● DOCUMENT EXTRACT
EP by KSI
- Released: 30 June 2017
- Genre: Hip hop, Alternative rap
- Length: 20:31
- Label: RBC; BMG;
- Producer: Zagor; Sway; Charles Cook; GK Beats; Sammy Soso;

KSI chronology
| Jump Around (2016) | Space (2017) | Disstracktions (2017) |

Singles from Space
- "Creature" Released: 23 June 2017;

= Space (KSI EP) =

2017 extended play by KSI

Space is the third extended play (EP) by British YouTuber and rapper KSI. It was independently released for digital download and streaming on 30 June 2017. The EP was preceded by its first and only single, "Creature".

== Background ==
In February 2017, KSI "blacked out" all of his YouTube and social media accounts, as well as deleting around 600 YouTube videos, worth over two billion views, and deleting all of his social media posts. On 23 February 2017, in an interview with DramaAlert, KSI explained his actions, confirming that he wasn't "promoting anything". He continued to say that he doesn't "care about the fame or the money" and he is "sick of trying to portray himself as a certain thing which he isn't", describing himself as being "a clown for many years". He confirmed that he would not be uploading to YouTube for the foreseeable future.

Speaking to GRM Daily in July 2017 about his break from YouTube, KSI said, "I feel like with the whole KSI thing, it was sick don't get me wrong, I've enjoyed making all these videos, entertaining people, making people laugh and all that. But it's kind of to the point where I've been there, done that, now I wanna do what I wanna do. I felt like an evolution was needed to prove to people that I can do what I feel is necessary in my life, and that was the same feeling with this whole Space EP. I just wanted it to be truthful. I want people to actually see how I was feeling from my eyes about what I was going through". He continued, "I think it was near the end of last year when I was doing a book, a movie, dropped an EP, lots of youtube videos, I was just doing so much it got to the point where I started getting stressed and it really started to hinder me. I started getting ill and everything. It was just a bit too much and I was like "yo, right now what do I wanna do with myself?""

== Promotion and release ==
Space was independently released for digital download and streaming on 30 June 2017.

● Location labeling records
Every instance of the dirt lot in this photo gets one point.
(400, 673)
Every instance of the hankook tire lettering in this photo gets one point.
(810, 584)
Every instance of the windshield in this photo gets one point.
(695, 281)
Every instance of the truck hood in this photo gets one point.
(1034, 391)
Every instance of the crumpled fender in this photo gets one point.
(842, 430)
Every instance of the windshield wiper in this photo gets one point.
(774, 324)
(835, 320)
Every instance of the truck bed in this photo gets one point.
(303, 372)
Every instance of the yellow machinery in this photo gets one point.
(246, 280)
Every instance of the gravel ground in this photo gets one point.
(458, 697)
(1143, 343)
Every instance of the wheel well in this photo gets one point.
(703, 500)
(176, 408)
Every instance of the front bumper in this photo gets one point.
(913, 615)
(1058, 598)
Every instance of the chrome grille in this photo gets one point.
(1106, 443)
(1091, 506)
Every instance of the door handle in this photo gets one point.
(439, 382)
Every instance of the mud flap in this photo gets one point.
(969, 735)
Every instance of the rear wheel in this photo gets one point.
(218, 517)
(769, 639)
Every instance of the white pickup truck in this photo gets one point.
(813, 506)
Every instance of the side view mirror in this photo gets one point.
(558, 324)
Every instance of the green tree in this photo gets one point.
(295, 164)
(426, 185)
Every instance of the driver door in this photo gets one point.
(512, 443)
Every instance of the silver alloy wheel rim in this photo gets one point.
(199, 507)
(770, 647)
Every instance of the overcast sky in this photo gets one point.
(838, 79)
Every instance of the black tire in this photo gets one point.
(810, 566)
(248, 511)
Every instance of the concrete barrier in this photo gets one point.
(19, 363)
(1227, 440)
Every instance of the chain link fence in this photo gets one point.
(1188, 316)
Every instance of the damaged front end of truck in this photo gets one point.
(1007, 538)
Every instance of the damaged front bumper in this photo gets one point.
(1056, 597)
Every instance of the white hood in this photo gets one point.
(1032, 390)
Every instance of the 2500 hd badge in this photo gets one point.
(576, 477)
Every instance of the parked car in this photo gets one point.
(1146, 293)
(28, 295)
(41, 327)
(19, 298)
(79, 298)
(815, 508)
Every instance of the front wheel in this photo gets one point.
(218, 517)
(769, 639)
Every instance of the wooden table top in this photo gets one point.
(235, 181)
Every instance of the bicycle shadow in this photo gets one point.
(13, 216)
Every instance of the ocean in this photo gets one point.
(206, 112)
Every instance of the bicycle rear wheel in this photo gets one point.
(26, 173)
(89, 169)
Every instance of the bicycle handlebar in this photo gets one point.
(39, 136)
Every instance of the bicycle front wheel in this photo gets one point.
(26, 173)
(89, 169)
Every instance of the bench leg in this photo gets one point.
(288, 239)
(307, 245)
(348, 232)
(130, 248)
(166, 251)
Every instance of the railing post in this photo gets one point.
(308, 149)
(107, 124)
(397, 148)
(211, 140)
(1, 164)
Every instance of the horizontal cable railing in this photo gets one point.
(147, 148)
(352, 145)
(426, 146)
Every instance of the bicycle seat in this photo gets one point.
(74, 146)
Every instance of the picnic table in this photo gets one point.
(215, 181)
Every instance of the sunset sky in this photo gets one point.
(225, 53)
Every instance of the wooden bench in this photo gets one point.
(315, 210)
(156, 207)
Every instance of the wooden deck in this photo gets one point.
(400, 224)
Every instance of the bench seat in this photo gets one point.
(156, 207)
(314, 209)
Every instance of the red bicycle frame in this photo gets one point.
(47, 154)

● PARTS OF THE EXERCISE
a) Answer these from the Space EP article:
(i) On what date was "Creature" released?
(ii) About how many YouTube videos did KSI delete in February 2017?
(iii) Which outlet did KSI speak to in July 2017 about his break from YouTube?
b) Condense the paragraph of the Space EP article that begins "In February 2017, KSI" into a shorter version that keeps its main facts.
c) Pick up the Space EP article after its last line and keep writing.
These rows were drawn from a separate source.

● ANSWERS
a)
(i) 23 June 2017
(ii) Around 600
(iii) GRM Daily

b) In February 2017, KSI blacked out his YouTube and social media accounts, deleting around 600 YouTube videos worth over two billion views and all of his social media posts. In a 23 February 2017 interview with DramaAlert, he said he wasn't promoting anything, didn't care about fame or money, and was tired of portraying himself as something he isn't, having been "a clown for many years." He also confirmed he would not upload to YouTube for the foreseeable future.

c)
=== Singles ===
"Creature" was released as the Lead single from the EP on 23 June 2017. An accompanying music video for the song was released on 27 June 2017.

== Track listing ==

Space track listing
| No. | Title | Writer(s) | Producer(s) | Length |
|---|---|---|---|---|
| 1. | "Tommy Gun" | Olajide Olatunji; Tuna Erlat; | Zagor | 1:52 |
| 2. | "Creature" | Olatunji; Derek Safo; Erlat; Charles Cook; | Sway; Zagor; Charles Cook; | 3:27 |
| 3. | "Leave Me Alone" | Olatunji; George Kodua; | GK Beats | 3:31 |
| 4. | "Idgaf" | Olatunji; Kodua; | GK Beats | 4:00 |
| 5. | "64 Impala" | Olatunji; Erlat; | Zagor | 3:12 |
| 6. | "Transforming" | Olatunji; Sammy Soso; | Sammy Soso | 4:29 |
| Total length: |  |  |  | 20:31 |

== Credits and personnel ==
Credits adapted from Tidal.

- KSI – songwriting (all tracks), vocals (all tracks)
- DJ Turkish – engineering (all tracks)
- Zagor – production (1, 2, 5), songwriting (1, 2, 5)
- Oscar LoBrutto – engineering (1, 5)
- Sway – production (2), songwriting (2)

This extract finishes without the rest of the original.